[Entries from a data source]
■ ■ ■

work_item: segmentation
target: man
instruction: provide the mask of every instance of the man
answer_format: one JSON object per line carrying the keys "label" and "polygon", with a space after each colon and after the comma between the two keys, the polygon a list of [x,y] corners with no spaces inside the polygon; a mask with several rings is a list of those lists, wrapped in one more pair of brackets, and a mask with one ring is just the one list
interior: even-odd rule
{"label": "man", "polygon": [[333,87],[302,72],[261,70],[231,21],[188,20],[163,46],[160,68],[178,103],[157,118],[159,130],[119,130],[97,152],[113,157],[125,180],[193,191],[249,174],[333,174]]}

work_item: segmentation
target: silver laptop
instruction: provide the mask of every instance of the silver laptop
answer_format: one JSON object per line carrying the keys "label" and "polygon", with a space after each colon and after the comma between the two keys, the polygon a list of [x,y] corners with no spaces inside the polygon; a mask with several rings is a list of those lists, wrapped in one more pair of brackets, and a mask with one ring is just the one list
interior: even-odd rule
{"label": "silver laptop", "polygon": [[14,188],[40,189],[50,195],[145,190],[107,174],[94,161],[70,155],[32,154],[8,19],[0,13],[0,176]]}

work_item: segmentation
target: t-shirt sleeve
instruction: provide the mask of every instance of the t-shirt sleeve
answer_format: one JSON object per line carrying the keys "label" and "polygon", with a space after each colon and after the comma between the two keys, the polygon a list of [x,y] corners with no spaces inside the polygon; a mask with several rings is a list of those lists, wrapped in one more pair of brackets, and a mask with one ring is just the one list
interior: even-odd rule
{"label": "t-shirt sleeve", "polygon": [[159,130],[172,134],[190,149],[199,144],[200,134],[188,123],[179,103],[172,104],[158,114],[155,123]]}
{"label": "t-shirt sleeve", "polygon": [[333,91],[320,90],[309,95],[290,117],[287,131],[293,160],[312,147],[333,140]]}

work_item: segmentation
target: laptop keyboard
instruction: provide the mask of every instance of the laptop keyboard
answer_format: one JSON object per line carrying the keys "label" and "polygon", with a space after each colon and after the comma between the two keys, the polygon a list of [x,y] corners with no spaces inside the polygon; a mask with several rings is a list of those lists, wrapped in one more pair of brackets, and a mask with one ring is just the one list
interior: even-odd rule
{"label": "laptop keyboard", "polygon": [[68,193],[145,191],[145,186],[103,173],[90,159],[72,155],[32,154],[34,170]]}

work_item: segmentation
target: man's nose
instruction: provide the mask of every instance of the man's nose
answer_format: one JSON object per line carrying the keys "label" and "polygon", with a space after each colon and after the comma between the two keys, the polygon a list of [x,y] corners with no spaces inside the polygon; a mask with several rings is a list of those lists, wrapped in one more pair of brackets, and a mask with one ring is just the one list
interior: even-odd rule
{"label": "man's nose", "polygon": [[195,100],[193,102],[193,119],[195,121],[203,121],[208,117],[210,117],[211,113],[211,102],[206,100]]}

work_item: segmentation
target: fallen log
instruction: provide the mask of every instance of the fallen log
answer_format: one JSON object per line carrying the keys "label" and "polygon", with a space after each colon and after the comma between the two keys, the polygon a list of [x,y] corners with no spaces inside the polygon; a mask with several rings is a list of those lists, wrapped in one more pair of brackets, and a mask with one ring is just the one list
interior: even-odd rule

■ ■ ■

■ **Exercise goal**
Count the lines in the entries above that contain the string "sleeve", and reply with only that number.

■ **Solution to this problem**
4